§ **Texte fourni**:
....
Le Temps

L’Espagne sommée de choisir entre morale et emploi

- FRANÇOIS MUSSEAU, MADRID ▅

La récente décision de la ministre de la Défense, Margarita Robles, de bloquer la livraison de bombes laser à l’Arabie saoudite a provoqué la colère du royaume, qui menace de renoncer à un autre très gros contrat

Le gouverneme­nt socialiste de Pedro Sanchez est confronté à un dilemme cornélien: que préférer entre le respect des droits de l’homme et une grosse vente de matériels militaires? Que choisir entre les armes et l’emploi? Face à une menace très sérieuse de la part de l’Arabie saoudite, l’Espagne doit ou bien se soumettre à la realpoliti­k, au détriment des principes éthiques que revendique son exécutif dit «progressis­te», ou bien résister et alors risquer de perdre le plus juteux des contrats d’armement de ces dernières années, qui mettrait en péril l’avenir de ses chantiers navals. C’est le choix que doit faire la nouvelle ministre de la Défense, l’ancienne magistrate Margarita Robles. Un choix qui implique l’ensemble du gouverneme­nt socialiste et constitue une épreuve de feu pour le leader socialiste Pedro Sanchez, lequel s’expose à de possibles sanctions de l’Arabie saoudite.

A l’origine de ce dilemme, il y a la décision prise la semaine dernière par Margarita Robles de bloquer la livraison à Riyad de 400 bombes guidées laser, qui se lancent depuis des avions avec une grande précision. Ce contrat avait été signé par son prédécesse­ur conservate­ur pour un montant de 9,2 milliards d’euros. Madrid sait parfaiteme­nt que ces bombes sont utilisées au Yémen dans le cadre d’un conflit sanglant, où la population civile est la première cible. Le 9 août, un de ces bombardeme­nts saoudiens a tué une cinquantai­ne de civils, dont 29 enfants. C’est ce massacre qui a décidé les socialiste­s espagnols à bloquer l’envoi imminent des 400 bombes. «Nous savons très bien comment seront utilisées ces armes», dit-on alors au Ministère de la défense. Afin de ne pas fâcher l’Arabie saoudite, Madrid propose de rendre l’intégralit­é de la somme déjà déboursée au pays acheteur.
....
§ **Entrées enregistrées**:
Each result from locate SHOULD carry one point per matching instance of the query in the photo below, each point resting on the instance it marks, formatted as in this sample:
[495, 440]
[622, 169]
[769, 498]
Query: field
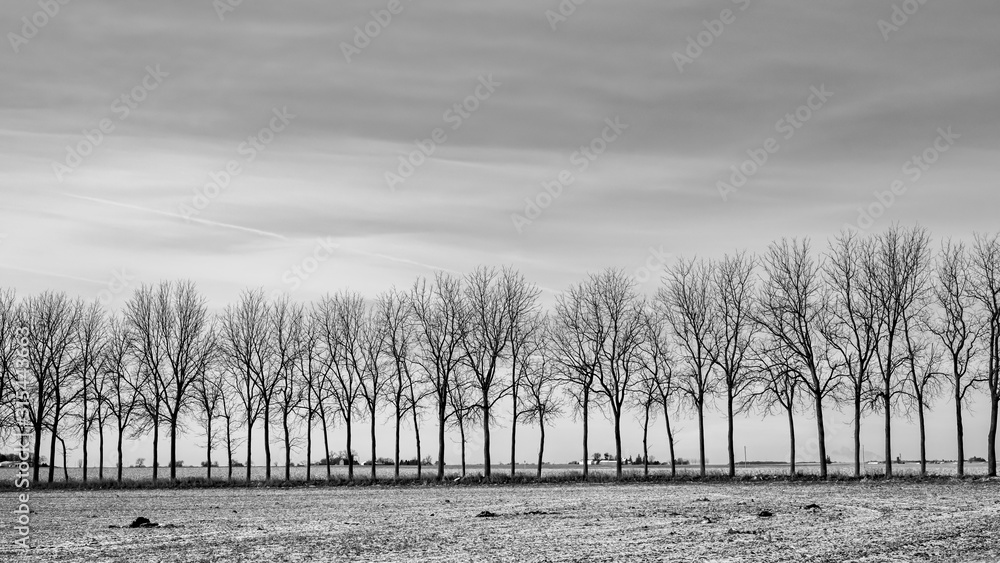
[903, 520]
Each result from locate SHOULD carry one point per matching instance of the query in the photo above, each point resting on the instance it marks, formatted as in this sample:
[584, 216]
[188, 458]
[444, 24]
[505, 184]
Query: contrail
[400, 260]
[53, 275]
[179, 216]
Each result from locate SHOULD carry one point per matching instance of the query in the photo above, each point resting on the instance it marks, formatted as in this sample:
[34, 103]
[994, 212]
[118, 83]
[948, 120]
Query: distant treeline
[881, 323]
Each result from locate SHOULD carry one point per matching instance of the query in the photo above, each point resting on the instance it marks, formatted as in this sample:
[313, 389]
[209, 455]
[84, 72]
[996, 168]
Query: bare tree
[777, 386]
[377, 362]
[123, 398]
[52, 320]
[733, 334]
[619, 314]
[852, 328]
[442, 323]
[341, 323]
[687, 299]
[900, 275]
[986, 290]
[229, 411]
[187, 342]
[209, 390]
[142, 314]
[244, 346]
[91, 339]
[923, 364]
[792, 305]
[658, 379]
[395, 316]
[462, 405]
[287, 325]
[575, 350]
[542, 402]
[485, 343]
[522, 312]
[957, 329]
[310, 383]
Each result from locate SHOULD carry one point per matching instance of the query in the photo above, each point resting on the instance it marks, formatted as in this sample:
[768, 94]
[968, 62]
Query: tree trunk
[208, 448]
[173, 448]
[100, 454]
[326, 445]
[350, 452]
[923, 438]
[513, 438]
[732, 446]
[441, 421]
[399, 418]
[791, 443]
[857, 433]
[38, 440]
[670, 442]
[52, 446]
[618, 443]
[461, 430]
[541, 445]
[645, 444]
[487, 457]
[701, 434]
[821, 436]
[888, 430]
[86, 431]
[374, 465]
[959, 429]
[229, 451]
[65, 463]
[586, 428]
[288, 446]
[309, 418]
[416, 435]
[991, 449]
[267, 442]
[121, 454]
[249, 447]
[156, 447]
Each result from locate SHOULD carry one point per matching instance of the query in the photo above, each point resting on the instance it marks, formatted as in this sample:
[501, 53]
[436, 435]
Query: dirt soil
[883, 521]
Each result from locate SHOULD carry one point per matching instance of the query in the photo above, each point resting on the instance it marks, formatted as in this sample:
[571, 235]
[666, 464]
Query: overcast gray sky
[179, 89]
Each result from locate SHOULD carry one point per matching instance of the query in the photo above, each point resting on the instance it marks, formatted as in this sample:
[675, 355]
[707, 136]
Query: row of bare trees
[880, 324]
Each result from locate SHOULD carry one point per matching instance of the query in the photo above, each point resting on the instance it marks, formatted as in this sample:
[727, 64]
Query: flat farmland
[943, 520]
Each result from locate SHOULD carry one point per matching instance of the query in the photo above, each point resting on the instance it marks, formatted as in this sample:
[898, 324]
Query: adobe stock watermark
[25, 438]
[455, 117]
[248, 150]
[33, 24]
[900, 16]
[759, 156]
[223, 7]
[698, 43]
[120, 281]
[562, 13]
[652, 268]
[364, 35]
[912, 171]
[581, 161]
[122, 107]
[298, 273]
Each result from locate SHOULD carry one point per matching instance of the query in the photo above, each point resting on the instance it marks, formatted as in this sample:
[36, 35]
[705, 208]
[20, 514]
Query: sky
[308, 147]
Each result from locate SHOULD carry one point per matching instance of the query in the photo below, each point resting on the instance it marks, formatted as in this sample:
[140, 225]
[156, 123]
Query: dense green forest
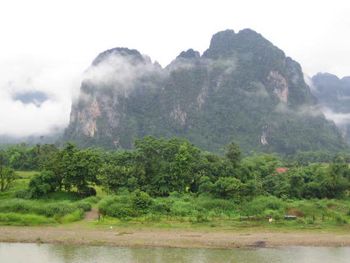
[173, 178]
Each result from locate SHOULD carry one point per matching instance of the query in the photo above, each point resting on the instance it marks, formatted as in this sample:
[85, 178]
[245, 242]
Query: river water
[45, 253]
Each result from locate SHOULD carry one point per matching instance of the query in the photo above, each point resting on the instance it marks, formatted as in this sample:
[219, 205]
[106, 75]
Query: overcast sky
[45, 45]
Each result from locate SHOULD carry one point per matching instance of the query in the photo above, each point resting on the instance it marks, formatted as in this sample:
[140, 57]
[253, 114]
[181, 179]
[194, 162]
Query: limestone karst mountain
[242, 88]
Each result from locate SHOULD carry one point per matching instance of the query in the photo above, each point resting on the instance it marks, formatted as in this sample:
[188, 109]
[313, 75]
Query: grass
[176, 211]
[16, 219]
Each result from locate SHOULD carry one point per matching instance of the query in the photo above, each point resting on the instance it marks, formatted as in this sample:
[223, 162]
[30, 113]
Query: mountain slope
[333, 95]
[241, 89]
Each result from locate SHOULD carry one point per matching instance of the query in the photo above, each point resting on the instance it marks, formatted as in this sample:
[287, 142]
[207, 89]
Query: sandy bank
[169, 238]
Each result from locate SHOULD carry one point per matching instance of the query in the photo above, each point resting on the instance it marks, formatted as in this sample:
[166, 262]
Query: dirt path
[168, 238]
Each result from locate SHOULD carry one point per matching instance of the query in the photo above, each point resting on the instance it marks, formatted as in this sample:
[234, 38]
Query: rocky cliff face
[242, 88]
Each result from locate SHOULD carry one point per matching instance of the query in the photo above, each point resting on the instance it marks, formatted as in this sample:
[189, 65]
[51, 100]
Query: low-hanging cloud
[120, 72]
[338, 118]
[56, 82]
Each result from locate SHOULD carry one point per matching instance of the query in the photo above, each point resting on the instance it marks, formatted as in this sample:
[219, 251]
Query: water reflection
[35, 253]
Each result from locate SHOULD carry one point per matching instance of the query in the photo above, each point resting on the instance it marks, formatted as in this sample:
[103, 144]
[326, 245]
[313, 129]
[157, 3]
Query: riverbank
[179, 238]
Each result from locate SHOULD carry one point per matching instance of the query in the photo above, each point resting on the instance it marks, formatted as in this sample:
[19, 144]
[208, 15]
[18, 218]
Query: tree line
[160, 167]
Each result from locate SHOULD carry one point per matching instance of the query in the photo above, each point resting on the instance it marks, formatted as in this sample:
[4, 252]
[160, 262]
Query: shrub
[141, 200]
[24, 220]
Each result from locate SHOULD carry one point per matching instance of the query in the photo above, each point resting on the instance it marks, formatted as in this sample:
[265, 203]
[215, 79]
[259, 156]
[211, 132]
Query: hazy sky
[46, 44]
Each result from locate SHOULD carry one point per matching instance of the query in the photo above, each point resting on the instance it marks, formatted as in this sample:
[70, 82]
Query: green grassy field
[177, 211]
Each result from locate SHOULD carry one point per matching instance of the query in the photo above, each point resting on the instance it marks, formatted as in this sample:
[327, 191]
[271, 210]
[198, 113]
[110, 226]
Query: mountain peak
[133, 54]
[189, 54]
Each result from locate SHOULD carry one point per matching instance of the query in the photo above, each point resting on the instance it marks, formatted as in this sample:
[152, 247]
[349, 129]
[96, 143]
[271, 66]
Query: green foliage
[15, 219]
[48, 209]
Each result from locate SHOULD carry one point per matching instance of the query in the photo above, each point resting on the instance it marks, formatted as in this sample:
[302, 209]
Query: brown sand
[168, 238]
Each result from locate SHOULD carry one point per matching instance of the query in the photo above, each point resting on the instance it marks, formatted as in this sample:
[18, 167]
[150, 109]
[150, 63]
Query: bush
[24, 220]
[141, 200]
[258, 206]
[117, 206]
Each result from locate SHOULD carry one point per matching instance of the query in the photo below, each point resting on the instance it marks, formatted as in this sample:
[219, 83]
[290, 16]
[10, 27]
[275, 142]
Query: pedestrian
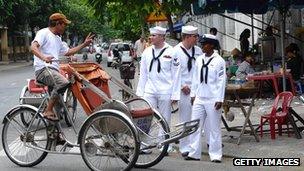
[47, 46]
[207, 94]
[139, 48]
[213, 31]
[246, 67]
[159, 71]
[244, 42]
[187, 51]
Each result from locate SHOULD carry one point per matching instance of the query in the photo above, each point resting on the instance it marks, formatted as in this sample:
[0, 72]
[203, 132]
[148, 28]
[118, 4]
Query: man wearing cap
[213, 31]
[47, 46]
[187, 52]
[159, 71]
[207, 91]
[139, 47]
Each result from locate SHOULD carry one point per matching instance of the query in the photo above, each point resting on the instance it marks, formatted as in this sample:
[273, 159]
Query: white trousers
[204, 110]
[162, 103]
[185, 109]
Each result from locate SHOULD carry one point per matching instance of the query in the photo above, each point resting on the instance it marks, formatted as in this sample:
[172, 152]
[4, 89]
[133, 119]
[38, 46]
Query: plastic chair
[277, 116]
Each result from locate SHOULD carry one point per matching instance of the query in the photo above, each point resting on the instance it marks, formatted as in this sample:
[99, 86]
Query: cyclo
[112, 137]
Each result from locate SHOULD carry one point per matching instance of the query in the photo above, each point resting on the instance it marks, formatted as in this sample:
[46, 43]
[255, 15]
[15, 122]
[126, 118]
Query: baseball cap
[59, 16]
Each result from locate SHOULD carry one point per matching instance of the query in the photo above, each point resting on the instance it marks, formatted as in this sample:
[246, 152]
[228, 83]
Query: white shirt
[216, 79]
[49, 45]
[154, 82]
[139, 47]
[186, 76]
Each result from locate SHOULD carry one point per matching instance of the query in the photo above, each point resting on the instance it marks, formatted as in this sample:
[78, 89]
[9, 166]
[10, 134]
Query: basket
[127, 71]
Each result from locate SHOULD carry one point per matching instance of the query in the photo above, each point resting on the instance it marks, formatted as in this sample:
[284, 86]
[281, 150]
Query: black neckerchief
[156, 58]
[190, 58]
[202, 71]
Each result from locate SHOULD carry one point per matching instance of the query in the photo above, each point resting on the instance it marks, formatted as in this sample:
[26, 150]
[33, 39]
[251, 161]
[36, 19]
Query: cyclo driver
[47, 46]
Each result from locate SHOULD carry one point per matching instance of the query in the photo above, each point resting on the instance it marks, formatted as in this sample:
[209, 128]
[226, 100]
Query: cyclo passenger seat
[35, 86]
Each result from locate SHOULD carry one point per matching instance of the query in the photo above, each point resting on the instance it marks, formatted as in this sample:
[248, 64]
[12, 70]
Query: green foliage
[127, 18]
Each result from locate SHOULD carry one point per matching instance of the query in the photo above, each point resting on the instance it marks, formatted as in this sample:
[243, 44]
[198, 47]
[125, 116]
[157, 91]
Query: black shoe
[208, 145]
[185, 154]
[216, 161]
[190, 158]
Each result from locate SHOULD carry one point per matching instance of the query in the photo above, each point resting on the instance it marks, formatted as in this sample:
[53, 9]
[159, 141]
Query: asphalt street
[12, 82]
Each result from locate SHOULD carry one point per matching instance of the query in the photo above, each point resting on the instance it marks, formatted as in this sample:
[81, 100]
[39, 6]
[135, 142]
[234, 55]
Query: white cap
[158, 30]
[189, 30]
[208, 38]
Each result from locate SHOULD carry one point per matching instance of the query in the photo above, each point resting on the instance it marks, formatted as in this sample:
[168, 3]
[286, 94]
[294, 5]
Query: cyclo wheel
[108, 141]
[71, 103]
[21, 146]
[150, 153]
[26, 93]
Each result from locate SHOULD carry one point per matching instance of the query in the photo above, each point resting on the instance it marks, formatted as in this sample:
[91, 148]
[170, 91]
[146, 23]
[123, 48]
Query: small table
[236, 92]
[273, 77]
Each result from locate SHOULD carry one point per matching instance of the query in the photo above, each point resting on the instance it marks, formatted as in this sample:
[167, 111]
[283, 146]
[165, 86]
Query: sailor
[159, 71]
[207, 92]
[187, 51]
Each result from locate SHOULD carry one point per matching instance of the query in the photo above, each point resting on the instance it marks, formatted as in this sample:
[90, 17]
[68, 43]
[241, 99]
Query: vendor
[233, 62]
[245, 67]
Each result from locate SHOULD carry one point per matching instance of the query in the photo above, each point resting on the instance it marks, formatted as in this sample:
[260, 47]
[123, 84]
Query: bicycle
[33, 94]
[110, 138]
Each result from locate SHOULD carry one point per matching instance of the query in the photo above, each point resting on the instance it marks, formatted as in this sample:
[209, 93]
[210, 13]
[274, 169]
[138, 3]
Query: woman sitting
[245, 67]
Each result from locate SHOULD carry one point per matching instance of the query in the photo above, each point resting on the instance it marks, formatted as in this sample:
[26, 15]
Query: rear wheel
[23, 147]
[35, 100]
[108, 142]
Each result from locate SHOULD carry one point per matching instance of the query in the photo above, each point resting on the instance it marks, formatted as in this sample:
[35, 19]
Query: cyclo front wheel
[24, 144]
[150, 137]
[108, 141]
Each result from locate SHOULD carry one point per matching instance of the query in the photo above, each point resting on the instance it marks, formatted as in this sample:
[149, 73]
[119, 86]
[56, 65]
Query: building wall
[228, 28]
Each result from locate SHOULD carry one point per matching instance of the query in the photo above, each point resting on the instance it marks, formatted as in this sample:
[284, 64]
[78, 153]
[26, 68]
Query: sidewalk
[281, 147]
[13, 65]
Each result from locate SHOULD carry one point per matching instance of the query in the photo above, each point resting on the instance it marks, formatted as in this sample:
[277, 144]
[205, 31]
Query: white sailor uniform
[208, 87]
[187, 63]
[158, 73]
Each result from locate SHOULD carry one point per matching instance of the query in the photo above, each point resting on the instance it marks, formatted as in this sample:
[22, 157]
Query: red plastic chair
[276, 116]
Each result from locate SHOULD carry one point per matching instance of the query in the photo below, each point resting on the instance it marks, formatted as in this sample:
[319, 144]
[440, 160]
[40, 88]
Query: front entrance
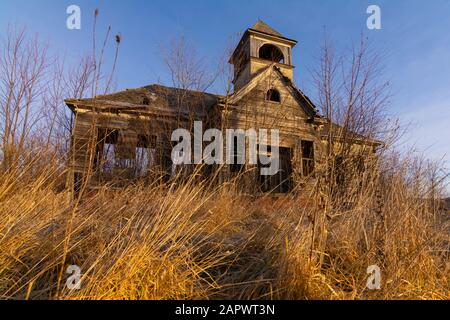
[281, 182]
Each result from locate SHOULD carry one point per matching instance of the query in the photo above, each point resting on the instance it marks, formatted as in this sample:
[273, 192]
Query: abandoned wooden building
[127, 135]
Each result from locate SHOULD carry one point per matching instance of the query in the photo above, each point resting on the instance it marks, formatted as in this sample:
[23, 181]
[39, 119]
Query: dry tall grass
[195, 241]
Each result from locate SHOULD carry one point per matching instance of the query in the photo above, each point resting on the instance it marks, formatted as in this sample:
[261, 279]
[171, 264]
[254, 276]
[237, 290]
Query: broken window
[307, 158]
[273, 95]
[238, 155]
[272, 53]
[145, 155]
[105, 155]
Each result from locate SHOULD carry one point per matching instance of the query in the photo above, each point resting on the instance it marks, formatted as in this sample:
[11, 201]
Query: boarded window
[307, 158]
[145, 155]
[105, 155]
[281, 181]
[238, 155]
[273, 95]
[272, 53]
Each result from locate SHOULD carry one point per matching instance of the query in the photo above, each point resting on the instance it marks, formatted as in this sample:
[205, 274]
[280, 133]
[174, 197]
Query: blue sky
[414, 38]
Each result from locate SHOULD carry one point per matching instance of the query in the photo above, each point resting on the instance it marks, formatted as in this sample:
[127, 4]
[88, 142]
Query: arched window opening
[273, 95]
[272, 53]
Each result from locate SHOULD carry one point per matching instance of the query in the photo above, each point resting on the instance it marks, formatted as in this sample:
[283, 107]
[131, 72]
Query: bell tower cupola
[259, 47]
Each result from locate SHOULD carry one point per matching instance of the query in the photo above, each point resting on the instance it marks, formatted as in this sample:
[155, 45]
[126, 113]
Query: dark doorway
[281, 182]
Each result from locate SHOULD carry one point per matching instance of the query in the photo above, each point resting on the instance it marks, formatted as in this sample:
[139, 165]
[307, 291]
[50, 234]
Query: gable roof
[263, 27]
[305, 102]
[154, 97]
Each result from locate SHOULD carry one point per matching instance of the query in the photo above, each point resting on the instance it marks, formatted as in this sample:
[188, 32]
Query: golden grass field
[196, 241]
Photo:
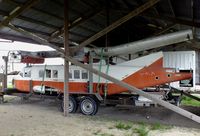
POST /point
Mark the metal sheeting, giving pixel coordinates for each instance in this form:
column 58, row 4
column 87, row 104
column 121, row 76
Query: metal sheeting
column 46, row 18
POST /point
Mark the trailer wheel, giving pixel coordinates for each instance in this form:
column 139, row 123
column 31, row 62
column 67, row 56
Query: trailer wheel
column 72, row 105
column 88, row 106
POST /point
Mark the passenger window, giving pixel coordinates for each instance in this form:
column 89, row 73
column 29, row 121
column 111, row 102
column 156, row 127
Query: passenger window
column 84, row 74
column 70, row 74
column 27, row 73
column 76, row 74
column 55, row 73
column 48, row 73
column 41, row 73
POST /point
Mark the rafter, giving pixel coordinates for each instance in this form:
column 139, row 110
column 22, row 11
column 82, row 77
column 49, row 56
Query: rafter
column 119, row 22
column 27, row 19
column 165, row 29
column 174, row 20
column 17, row 11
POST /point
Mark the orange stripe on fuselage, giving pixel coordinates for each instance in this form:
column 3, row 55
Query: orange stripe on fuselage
column 145, row 77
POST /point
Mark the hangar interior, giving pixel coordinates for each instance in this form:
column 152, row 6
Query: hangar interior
column 100, row 23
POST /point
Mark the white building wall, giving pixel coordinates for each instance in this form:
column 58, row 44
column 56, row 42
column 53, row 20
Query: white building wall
column 183, row 60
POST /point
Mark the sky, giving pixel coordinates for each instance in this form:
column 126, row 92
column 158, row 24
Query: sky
column 6, row 46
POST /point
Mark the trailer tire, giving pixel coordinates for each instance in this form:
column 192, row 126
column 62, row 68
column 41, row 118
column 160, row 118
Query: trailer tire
column 72, row 105
column 89, row 106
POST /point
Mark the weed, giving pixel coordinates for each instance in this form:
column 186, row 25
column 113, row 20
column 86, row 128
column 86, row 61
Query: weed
column 124, row 126
column 158, row 126
column 98, row 133
column 141, row 130
column 189, row 101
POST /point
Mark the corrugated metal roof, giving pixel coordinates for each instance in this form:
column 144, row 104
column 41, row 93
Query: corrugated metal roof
column 45, row 18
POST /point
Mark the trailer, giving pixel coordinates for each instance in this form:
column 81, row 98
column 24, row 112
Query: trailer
column 146, row 71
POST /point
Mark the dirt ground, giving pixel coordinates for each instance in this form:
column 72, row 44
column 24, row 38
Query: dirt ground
column 43, row 118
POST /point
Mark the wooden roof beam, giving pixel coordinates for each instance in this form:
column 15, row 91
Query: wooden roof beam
column 17, row 11
column 74, row 23
column 117, row 23
column 30, row 20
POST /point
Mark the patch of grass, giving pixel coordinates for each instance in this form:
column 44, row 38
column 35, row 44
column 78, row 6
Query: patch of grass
column 190, row 102
column 124, row 126
column 158, row 126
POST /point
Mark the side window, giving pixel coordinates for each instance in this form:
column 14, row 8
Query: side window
column 41, row 73
column 55, row 73
column 84, row 74
column 76, row 74
column 48, row 73
column 70, row 74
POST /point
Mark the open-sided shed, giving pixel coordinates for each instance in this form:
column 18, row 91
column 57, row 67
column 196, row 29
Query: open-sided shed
column 95, row 23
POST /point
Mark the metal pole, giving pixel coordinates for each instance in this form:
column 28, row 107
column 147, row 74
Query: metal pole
column 66, row 65
column 5, row 58
column 90, row 73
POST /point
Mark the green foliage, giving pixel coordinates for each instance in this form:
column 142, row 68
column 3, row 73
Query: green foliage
column 124, row 126
column 141, row 130
column 190, row 102
column 158, row 126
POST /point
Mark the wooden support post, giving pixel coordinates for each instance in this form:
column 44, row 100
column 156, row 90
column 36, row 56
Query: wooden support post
column 66, row 66
column 117, row 23
column 5, row 58
column 90, row 73
column 116, row 81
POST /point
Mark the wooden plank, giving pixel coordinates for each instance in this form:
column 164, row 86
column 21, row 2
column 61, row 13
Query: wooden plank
column 119, row 22
column 18, row 10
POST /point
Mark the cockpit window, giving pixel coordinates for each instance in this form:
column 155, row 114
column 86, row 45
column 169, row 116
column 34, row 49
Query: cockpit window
column 27, row 73
column 55, row 73
column 76, row 74
column 41, row 73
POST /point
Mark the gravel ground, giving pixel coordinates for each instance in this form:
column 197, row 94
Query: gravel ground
column 36, row 117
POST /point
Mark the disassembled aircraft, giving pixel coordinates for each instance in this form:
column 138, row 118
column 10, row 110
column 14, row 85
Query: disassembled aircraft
column 87, row 90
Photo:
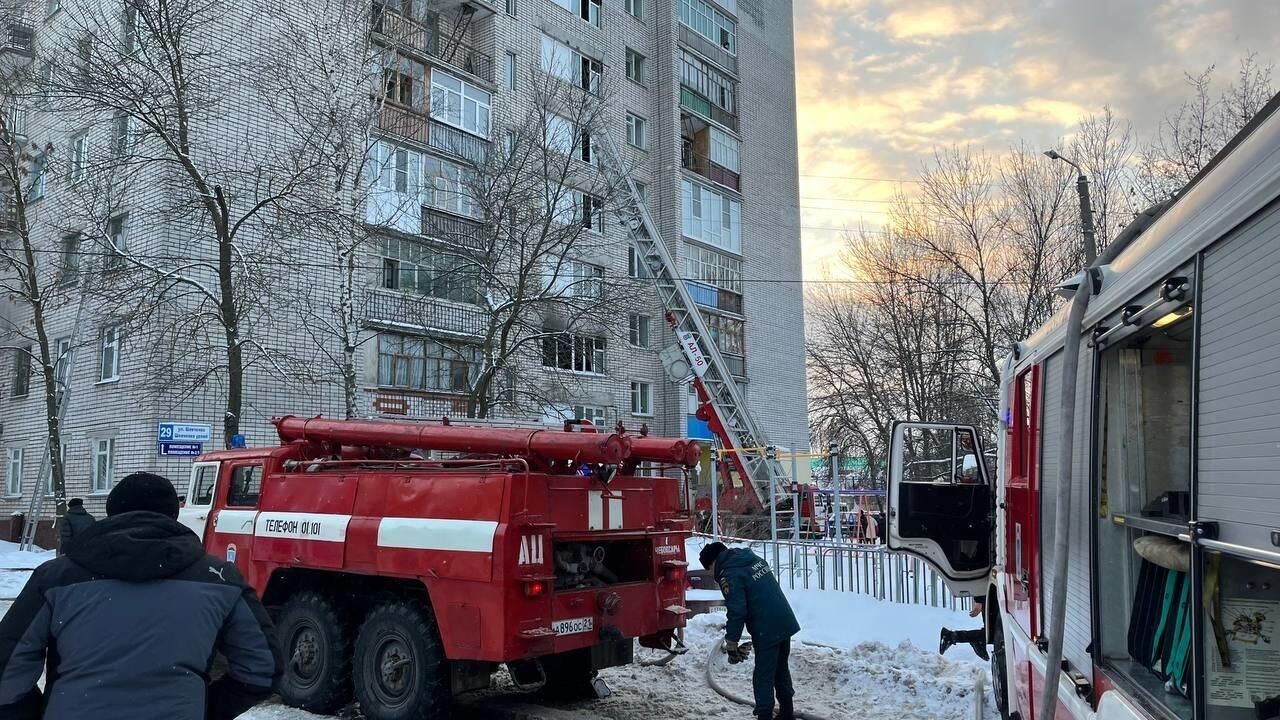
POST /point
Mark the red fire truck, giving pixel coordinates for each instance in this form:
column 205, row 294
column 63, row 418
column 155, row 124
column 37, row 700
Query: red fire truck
column 1169, row 532
column 401, row 578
....
§ **Liste des tâches**:
1. Recopiez le passage de l'article sur les ventes d'armes espagnoles qui commence par les mots contenant « Le gouverneme­nt socialiste » et se termine par « de l’Arabie saoudite. ».
2. Poursuivez l'article sur les ventes d'armes espagnoles à partir de l'endroit où il s'arrête.
Les lignes ne sont pas nécessaires.

§ **Réponses attendues**:
1.
Le gouverneme­nt socialiste de Pedro Sanchez est confronté à un dilemme cornélien: que préférer entre le respect des droits de l’homme et une grosse vente de matériels militaires? Que choisir entre les armes et l’emploi? Face à une menace très sérieuse de la part de l’Arabie saoudite, l’Espagne doit ou bien se soumettre à la realpoliti­k, au détriment des principes éthiques que revendique son exécutif dit «progressis­te», ou bien résister et alors risquer de perdre le plus juteux des contrats d’armement de ces dernières années, qui mettrait en péril l’avenir de ses chantiers navals. C’est le choix que doit faire la nouvelle ministre de la Défense, l’ancienne magistrate Margarita Robles. Un choix qui implique l’ensemble du gouverneme­nt socialiste et constitue une épreuve de feu pour le leader socialiste Pedro Sanchez, lequel s’expose à de possibles sanctions de l’Arabie saoudite.

2.
Une manne venue du ciel

C’est mal connaître le régime saoudien qui, depuis, offusqué par ce déni, manifeste sa colère par voie diplomatiq­ue. Et laisse entendre que si ce blocage espagnol se confirmait, il reviendrai­t sur un autre contrat militaire signé avec l’Espagne en juillet dernier, en claire mesure de rétorsion. Et pas n’importe laquelle puisque le contrat en question est le plus juteux signé ces dernières années par Navantia,

«Si nous ne construiso­ns pas ces corvettes, d’autres le feront. Nous faisons des navires de guerre depuis 300 ans»

JESUS PERALTA, PRÉSIDENT DU COMITÉ D’ENTREPRISE DE NAVANTIA

les chantiers navals publics: une commande de cinq corvettes, valant 1,8 milliard d’euros, et la création pendant cinq ans de 5900 emplois, incluant les fournisseu­rs et les entreprise­s auxiliaire­s. Du baume pour un secteur d’activité en crise. Et une manne venue du ciel pour les chantiers navals concernés, ceux de San Fernando, près de Cadix, dont la province est l’une des zones européenne­s les plus touchées par le chômage.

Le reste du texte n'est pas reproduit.